Free-text object descriptions:
>>
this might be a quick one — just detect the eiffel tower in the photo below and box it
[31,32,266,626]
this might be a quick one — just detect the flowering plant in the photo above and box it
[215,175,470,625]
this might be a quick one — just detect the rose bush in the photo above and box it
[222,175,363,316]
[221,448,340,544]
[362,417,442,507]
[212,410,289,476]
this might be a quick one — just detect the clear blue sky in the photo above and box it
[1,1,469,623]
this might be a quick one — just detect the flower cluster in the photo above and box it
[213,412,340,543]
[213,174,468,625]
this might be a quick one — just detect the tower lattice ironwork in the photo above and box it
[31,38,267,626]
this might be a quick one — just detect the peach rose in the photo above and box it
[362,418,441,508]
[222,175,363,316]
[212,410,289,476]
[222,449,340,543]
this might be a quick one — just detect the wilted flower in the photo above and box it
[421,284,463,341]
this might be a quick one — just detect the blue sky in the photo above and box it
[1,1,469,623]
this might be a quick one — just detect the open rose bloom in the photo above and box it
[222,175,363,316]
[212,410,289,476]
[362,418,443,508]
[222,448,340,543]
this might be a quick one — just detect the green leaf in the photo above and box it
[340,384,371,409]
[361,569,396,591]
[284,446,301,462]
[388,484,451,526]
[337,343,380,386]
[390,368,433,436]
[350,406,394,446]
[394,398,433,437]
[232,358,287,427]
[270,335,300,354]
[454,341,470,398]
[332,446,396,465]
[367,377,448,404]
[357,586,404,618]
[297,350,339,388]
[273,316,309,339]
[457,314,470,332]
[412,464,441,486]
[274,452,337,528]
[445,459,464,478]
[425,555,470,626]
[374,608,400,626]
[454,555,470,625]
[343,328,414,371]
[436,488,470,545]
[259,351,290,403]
<<
▸ DIRECTIONS:
Give the data again, exactly as it stands.

▸ THE ANSWER:
this might be a quick one — just detect the eiffel tower in the photo below and box it
[31,32,266,626]
this might be a quick one — just detect the flowering plant in the photo above and box it
[215,175,470,625]
this might be a quick one — just detect the rose bush in the photo above and box it
[222,175,363,316]
[221,448,340,544]
[362,417,442,507]
[212,410,289,476]
this might be a quick one — just detect the clear blue sky in the photo above and box it
[1,1,469,623]
this might be a quick one — just detect the flower cluster in the photo above and box it
[213,412,340,543]
[213,174,468,625]
this might be a quick one — just detect the tower lattice ironwork in the photo above and box it
[31,38,267,626]
this might be a quick one — just detect the peach rose in the photo above and box it
[362,418,441,508]
[222,175,363,316]
[212,410,289,476]
[222,449,340,543]
this might be a quick one — just detect the wilted flower in the photo above and box it
[421,284,463,341]
this might be a quick one — just detect the blue sky in the photo above and box it
[1,1,469,623]
this might be a quick one — just detect the open rose bloom in the photo above and box it
[222,175,363,316]
[212,410,289,476]
[362,418,443,508]
[222,448,340,543]
this might be a quick one — just detect the green leaf in the photo above and box it
[340,384,371,409]
[361,569,396,591]
[284,446,301,462]
[388,484,451,526]
[337,343,380,386]
[390,368,433,436]
[350,406,394,446]
[394,398,433,437]
[232,358,287,427]
[270,335,300,354]
[454,341,470,398]
[332,446,396,465]
[367,377,448,404]
[357,586,404,618]
[297,350,339,388]
[273,316,309,339]
[457,314,470,332]
[412,464,441,486]
[274,452,337,528]
[445,459,464,478]
[425,555,470,626]
[374,608,400,626]
[454,555,470,625]
[343,328,414,371]
[436,488,470,545]
[259,351,290,403]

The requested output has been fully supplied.